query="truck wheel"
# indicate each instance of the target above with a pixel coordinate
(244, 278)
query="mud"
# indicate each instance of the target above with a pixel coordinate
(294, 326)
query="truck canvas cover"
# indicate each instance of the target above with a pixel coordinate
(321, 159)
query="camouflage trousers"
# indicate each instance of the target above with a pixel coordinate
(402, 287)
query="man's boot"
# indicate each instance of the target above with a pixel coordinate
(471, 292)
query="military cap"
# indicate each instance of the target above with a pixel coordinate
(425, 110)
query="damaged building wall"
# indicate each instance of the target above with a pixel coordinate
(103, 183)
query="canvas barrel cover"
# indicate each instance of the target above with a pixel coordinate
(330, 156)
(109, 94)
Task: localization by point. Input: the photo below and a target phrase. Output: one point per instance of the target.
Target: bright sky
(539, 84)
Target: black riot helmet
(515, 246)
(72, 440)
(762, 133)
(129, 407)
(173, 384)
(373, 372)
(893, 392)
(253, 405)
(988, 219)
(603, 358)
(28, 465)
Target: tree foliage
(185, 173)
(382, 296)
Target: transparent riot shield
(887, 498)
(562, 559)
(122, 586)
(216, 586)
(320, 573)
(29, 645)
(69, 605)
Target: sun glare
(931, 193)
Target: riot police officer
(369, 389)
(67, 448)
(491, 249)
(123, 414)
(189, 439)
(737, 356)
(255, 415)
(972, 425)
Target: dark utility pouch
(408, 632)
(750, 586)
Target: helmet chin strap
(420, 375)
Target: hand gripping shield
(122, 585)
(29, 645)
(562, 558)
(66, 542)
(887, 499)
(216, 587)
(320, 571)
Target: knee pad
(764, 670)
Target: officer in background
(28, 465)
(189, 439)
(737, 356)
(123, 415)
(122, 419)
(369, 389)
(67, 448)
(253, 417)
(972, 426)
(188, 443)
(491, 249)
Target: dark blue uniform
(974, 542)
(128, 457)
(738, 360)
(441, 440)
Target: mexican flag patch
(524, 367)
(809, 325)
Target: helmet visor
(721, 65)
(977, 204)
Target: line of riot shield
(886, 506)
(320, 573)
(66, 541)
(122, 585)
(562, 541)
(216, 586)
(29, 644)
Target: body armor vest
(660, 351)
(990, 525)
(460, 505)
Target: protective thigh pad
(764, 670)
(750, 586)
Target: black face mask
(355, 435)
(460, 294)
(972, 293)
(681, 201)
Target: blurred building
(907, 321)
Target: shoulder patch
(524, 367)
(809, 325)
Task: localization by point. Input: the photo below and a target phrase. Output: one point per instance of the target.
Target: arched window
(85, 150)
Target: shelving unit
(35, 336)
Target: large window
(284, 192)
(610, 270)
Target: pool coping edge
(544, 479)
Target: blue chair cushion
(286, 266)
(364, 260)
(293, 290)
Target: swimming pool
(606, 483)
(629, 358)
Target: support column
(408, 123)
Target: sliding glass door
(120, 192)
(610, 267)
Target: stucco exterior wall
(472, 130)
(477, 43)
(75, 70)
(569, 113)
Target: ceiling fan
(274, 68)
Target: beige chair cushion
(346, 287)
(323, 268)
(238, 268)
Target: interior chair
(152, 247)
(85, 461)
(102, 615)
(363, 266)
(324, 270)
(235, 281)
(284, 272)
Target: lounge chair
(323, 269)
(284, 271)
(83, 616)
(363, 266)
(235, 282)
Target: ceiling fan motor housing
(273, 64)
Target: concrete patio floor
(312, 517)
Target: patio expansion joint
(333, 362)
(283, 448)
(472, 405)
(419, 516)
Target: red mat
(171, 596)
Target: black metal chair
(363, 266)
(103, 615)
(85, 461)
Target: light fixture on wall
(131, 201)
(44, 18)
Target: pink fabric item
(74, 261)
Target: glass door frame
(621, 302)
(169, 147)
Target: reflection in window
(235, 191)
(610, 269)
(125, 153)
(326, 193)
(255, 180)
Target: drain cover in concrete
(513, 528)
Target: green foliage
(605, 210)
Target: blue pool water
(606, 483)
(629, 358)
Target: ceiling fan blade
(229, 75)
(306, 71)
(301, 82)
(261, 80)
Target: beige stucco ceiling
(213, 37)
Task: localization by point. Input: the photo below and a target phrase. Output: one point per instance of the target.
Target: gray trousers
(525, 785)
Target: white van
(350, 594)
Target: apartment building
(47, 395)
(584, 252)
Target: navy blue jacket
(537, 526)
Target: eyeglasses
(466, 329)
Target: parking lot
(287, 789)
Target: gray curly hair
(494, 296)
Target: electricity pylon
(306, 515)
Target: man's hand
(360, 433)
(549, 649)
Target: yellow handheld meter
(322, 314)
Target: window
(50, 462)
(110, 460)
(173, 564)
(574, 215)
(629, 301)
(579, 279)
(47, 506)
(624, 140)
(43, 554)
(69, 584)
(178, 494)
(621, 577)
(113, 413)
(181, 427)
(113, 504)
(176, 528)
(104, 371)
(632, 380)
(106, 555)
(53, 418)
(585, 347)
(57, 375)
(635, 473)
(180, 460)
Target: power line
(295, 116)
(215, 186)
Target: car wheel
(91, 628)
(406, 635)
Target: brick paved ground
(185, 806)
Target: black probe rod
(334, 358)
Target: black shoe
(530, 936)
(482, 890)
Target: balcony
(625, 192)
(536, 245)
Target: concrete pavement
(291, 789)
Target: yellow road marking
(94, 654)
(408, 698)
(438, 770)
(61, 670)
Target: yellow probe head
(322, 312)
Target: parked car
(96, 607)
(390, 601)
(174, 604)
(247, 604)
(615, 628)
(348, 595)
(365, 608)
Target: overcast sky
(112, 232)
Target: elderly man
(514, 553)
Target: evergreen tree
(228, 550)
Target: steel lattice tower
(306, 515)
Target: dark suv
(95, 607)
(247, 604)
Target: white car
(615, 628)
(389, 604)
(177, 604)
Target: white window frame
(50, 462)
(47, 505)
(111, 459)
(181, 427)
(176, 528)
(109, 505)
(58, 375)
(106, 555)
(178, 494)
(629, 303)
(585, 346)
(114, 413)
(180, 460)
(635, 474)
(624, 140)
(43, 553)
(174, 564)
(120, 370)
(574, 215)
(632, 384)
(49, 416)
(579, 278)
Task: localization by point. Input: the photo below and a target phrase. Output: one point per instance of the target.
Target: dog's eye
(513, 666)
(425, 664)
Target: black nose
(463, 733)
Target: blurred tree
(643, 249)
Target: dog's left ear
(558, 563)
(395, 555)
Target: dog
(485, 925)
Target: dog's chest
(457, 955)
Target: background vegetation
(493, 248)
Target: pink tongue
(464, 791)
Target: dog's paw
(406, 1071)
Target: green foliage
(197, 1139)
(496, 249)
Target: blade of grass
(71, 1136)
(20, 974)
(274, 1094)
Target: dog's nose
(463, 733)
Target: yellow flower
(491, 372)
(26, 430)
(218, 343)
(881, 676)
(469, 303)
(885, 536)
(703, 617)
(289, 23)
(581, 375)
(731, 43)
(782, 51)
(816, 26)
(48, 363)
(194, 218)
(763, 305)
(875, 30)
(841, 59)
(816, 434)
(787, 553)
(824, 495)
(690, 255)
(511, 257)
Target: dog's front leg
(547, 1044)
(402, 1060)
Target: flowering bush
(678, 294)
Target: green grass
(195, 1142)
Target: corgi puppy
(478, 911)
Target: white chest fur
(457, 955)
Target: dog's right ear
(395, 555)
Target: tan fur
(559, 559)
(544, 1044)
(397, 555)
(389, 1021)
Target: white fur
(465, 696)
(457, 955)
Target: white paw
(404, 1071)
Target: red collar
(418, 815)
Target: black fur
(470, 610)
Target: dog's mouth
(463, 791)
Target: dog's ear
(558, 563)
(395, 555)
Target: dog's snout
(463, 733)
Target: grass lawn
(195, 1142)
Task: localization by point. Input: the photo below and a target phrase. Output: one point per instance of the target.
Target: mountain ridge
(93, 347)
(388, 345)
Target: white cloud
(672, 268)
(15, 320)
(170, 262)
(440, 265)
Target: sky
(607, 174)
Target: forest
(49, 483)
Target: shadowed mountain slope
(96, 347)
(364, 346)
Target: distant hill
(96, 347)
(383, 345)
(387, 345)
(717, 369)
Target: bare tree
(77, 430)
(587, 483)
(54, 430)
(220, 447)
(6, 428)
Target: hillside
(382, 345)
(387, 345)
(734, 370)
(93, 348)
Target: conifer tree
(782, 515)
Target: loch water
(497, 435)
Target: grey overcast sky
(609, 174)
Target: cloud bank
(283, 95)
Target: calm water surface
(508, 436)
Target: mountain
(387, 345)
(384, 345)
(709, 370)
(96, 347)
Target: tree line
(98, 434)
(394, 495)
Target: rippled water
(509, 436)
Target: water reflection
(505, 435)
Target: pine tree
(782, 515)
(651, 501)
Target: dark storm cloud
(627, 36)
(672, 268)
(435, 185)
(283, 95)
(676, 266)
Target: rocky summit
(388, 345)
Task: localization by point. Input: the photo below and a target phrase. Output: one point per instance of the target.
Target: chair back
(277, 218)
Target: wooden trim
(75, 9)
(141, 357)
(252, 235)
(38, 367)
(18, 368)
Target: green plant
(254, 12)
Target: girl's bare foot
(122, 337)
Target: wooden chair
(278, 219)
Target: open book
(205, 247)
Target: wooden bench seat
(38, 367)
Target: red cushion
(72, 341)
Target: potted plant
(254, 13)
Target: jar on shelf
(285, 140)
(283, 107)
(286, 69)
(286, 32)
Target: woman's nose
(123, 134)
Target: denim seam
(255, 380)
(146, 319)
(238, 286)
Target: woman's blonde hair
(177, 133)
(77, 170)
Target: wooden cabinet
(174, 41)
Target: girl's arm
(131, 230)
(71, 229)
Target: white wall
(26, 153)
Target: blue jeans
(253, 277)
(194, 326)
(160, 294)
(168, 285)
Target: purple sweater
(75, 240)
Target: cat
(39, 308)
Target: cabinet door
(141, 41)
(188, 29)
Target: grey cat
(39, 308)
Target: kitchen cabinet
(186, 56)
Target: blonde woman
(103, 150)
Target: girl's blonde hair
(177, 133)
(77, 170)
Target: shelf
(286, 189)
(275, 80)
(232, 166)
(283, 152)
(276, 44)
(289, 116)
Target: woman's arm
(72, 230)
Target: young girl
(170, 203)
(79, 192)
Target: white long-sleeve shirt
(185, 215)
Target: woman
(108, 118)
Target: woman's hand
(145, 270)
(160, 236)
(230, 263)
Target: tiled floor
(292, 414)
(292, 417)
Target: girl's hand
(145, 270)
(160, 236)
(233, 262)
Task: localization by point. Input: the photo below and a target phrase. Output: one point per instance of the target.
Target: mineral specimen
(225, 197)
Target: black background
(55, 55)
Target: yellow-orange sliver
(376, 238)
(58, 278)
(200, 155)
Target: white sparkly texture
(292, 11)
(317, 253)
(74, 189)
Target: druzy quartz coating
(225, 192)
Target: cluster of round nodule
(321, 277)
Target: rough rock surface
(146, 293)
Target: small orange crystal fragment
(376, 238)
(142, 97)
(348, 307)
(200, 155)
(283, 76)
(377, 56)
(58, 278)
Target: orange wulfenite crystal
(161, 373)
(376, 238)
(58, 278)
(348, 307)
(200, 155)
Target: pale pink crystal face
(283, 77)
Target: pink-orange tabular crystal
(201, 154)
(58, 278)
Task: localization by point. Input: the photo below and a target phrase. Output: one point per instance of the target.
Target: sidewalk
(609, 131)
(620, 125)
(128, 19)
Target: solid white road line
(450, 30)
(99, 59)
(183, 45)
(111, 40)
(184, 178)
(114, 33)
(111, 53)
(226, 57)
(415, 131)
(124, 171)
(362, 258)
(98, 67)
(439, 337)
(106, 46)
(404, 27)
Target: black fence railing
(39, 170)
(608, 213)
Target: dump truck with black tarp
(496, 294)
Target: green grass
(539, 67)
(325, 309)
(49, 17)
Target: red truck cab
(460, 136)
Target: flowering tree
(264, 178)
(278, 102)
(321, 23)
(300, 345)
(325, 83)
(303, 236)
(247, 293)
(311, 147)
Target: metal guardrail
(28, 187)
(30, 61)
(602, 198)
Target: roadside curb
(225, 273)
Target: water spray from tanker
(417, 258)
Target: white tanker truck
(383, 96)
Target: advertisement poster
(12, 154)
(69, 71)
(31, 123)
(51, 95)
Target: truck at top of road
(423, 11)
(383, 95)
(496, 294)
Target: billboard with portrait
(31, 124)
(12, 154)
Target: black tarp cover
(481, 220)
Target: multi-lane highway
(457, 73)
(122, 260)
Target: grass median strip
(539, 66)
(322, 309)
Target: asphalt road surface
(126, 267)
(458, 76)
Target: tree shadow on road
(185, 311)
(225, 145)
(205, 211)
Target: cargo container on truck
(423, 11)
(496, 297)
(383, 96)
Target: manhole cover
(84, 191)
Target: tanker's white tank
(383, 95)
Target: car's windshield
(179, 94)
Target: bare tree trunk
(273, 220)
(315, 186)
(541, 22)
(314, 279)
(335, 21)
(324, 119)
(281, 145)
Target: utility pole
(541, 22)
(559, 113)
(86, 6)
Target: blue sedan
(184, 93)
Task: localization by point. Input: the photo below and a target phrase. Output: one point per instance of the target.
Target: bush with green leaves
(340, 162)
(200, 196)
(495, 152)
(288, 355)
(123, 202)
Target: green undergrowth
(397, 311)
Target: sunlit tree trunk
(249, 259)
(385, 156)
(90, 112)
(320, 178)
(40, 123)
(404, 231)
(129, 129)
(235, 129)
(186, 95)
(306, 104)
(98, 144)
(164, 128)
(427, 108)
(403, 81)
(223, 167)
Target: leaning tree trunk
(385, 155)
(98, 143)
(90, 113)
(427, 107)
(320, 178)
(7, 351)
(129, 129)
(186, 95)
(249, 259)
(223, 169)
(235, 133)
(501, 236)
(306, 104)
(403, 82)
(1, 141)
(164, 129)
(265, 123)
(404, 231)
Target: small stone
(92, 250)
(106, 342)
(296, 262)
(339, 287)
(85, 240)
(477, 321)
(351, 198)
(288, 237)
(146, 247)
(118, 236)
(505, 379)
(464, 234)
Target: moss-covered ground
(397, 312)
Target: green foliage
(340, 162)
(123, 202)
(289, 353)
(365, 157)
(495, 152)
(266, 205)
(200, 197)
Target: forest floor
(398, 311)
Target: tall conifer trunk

● ● ● ● ●

Try it
Above are some records. Report the number of their lines that include "query", and add nothing else.

Written solution
8